_EXERCISE TASK_.
Extract each line below that contains the word "ball", and copy every such line in full.

(Saved data entries)
+++

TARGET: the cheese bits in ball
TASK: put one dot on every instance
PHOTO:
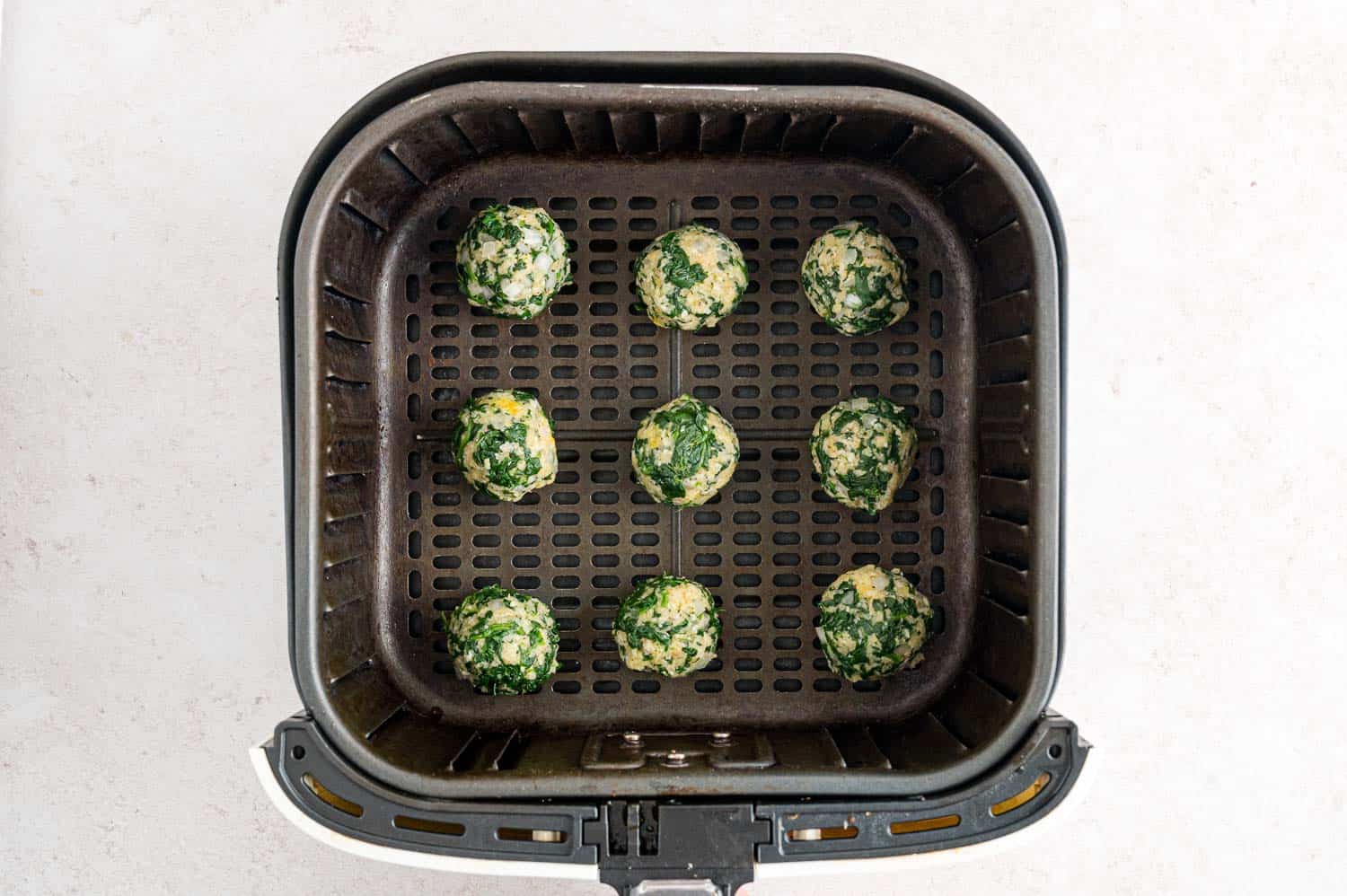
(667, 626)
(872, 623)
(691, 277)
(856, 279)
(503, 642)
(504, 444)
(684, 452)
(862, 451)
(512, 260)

+++

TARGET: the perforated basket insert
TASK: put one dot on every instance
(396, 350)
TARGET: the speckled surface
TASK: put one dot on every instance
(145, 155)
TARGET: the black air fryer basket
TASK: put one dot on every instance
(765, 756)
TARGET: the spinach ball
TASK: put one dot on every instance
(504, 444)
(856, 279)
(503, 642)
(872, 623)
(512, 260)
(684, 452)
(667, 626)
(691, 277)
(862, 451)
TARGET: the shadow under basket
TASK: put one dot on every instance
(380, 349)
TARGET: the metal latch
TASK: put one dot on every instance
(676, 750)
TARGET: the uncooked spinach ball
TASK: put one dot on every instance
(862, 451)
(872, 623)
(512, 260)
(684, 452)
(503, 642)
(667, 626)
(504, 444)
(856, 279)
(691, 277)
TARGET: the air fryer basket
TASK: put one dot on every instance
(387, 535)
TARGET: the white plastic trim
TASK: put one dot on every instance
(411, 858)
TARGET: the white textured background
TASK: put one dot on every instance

+++

_EXPECTED ANSWER_.
TARGET: the cheese bits in ball
TARGET: the spinach ball
TARGET: the uncooked spinach ball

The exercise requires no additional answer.